## Start INPUT ROWS
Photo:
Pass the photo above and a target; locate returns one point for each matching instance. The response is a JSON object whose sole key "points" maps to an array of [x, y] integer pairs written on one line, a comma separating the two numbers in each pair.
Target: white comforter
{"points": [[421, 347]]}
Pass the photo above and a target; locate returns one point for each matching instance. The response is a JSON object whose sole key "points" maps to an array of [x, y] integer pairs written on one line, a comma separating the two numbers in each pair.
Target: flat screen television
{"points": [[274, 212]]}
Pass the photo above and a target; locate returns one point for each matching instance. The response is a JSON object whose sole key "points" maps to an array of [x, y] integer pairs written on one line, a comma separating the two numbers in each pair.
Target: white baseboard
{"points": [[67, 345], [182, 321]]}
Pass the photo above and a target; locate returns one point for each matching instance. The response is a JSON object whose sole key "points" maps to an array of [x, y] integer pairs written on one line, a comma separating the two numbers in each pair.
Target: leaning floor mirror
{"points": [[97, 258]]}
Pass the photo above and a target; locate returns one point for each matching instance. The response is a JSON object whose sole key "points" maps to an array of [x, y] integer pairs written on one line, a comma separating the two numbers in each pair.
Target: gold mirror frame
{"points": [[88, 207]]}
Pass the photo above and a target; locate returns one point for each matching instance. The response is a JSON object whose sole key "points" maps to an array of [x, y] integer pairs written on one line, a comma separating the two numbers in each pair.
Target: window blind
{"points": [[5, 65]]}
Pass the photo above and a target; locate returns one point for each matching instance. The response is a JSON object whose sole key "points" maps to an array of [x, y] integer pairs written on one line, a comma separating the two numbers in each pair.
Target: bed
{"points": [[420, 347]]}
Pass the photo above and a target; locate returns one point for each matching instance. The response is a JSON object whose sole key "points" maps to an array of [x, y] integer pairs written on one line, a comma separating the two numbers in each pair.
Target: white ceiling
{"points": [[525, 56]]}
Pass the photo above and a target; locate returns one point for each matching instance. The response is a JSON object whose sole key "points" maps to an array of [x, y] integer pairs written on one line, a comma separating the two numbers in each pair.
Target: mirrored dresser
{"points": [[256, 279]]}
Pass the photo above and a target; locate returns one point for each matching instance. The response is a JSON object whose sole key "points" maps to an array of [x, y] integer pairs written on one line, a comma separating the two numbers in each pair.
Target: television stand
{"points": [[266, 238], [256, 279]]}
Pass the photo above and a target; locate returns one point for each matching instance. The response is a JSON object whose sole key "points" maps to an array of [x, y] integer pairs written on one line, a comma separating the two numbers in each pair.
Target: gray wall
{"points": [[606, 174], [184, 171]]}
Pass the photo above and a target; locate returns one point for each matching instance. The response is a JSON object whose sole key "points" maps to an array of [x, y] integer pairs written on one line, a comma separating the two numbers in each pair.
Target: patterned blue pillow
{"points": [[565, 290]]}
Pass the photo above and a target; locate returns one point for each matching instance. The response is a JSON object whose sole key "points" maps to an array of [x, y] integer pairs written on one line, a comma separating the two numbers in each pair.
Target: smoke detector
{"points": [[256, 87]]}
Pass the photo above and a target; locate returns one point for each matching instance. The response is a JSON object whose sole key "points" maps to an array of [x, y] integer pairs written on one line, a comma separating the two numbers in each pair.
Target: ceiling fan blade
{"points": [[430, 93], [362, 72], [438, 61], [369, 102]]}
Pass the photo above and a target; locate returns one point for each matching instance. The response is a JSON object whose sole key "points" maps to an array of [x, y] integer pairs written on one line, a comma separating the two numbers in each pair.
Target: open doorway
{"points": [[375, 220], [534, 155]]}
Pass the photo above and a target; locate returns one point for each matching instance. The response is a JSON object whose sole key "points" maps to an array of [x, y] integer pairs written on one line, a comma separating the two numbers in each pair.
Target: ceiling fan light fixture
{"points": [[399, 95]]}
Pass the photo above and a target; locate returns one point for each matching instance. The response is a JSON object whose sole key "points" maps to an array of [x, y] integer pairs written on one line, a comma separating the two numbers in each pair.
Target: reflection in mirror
## End INPUT ROWS
● **WRITTEN EXERCISE**
Return every line exactly.

● **ANSWER FOR THE TASK**
Photo:
Pass the photo above and a target; locate returns one point for each matching instance. The response is a JSON object whose sole key "points" maps to an array of [x, y] integer pairs written on one line, a comma separating the two numbers in each pair.
Target: white comforter
{"points": [[421, 347]]}
Pass the photo above and a target; locate returns one point for each matching instance. The response is a JSON object whose sole key "points" maps to an array of [x, y] integer pairs written on one line, a comma separating the two numbers in each pair.
Target: flat screen television
{"points": [[274, 212]]}
Pass the photo above and a target; locate returns one point for each matching instance. The response is a JSON object whose sole key "points" maps to an array of [x, y] integer pairs written on one line, a comma separating the two numbers in each pair.
Target: white baseboard
{"points": [[67, 345], [182, 321]]}
Pass the photo above and a target; locate returns one point for each matching instance. The response is a JSON object whose sole key "points" maps to an array of [x, y] integer pairs written on one line, a comma separating the two numbers in each pair.
Target: leaning floor mirror
{"points": [[97, 258]]}
Pass the photo above and a target; locate returns one point for each matching instance. The response is a JSON object whose sole key "points" maps to an array of [x, y] integer pairs written on one line, a comma separating the two numbers in each pair.
Target: gold mirror frame
{"points": [[88, 207]]}
Pass the photo above and a target; locate returns one point for each matching instance. The response is a JSON object whose sole key "points" maps to an array of [x, y] integer pairs written on one line, a comma separating the two numbers in each pair.
Target: window blind
{"points": [[5, 65]]}
Pass the photo above and a target; locate returns one point for each matching instance. The response is a JSON object whose sole key "points" maps to an array of [x, y] integer pairs written on one line, a comma separating the two numbers in each pair.
Target: bed
{"points": [[420, 347]]}
Pass the photo above and a target; locate returns one point for each matching instance. The response is a JSON object whose sole key "points" maps to an array of [x, y] integer pairs written on one line, a comma separating the two numbers in each pair.
Target: white ceiling
{"points": [[525, 56]]}
Pass the photo above and a target; locate returns one point for each matching instance. The response is a JSON object whose sole key "points" maps to an array of [x, y] integer pairs written on one line, a comma separating the two numbers in each pair.
Target: mirrored dresser
{"points": [[256, 279]]}
Pass the photo above and a target; locate returns one point for each matching instance. The response is a JSON object whose sole key "points" maps to an array of [x, y] integer pairs written on one line, a comma separating the two numbers in each pair.
Target: television stand
{"points": [[266, 238], [256, 279]]}
Pass the photo above and a target; locate returns one point for each matching instance. The response is a JSON object whose sole key "points" maps to an array of [x, y] integer pairs written on one line, a comma separating the two numbers in each pair.
Target: gray wall
{"points": [[606, 174], [184, 171]]}
Pass the photo above and a target; locate returns one point for each matching instance. The response is a JSON object whose sole key "points" maps to an array of [x, y] integer pairs written on one line, a comma separating the two numbers in each pair.
Target: patterned blue pillow
{"points": [[565, 290]]}
Pass the photo above and a target; locate returns one point for each matching instance. The response is a JSON object whose sole key "points" maps to an array of [x, y] integer pairs written on one line, a comma separating the two numbers in each pair.
Target: smoke detector
{"points": [[256, 87]]}
Pass the photo above and a target; locate returns one point for each matching instance. The response is a JSON object whose sole key "points" maps to an array of [x, y] integer pairs written on one line, a comma separating the two numbers in each pair.
Target: ceiling fan blade
{"points": [[430, 93], [362, 72], [438, 61], [369, 102]]}
Pass the photo above and a target; locate returns one point for each matching instance. The response is a JSON object whose sole key "points" maps to an array of [x, y] integer pairs written on one line, a comma separating the two numbers in each pair.
Target: open doorway
{"points": [[375, 220], [534, 155]]}
Pass the photo above and a target; locate returns one point for each matching instance. The response is a JSON object whose sole key "points" maps to an array of [x, y] integer pairs written on one line, a comma separating the two numbers in each pair.
Target: ceiling fan light fixture
{"points": [[399, 95]]}
Pass the photo above and a target; locate returns one point for each matching instance. The response is a JSON object whose sole key "points" maps to an array of [x, y] integer pairs written on one line, a comma separating the two numbers in each pair.
Target: reflection in mirror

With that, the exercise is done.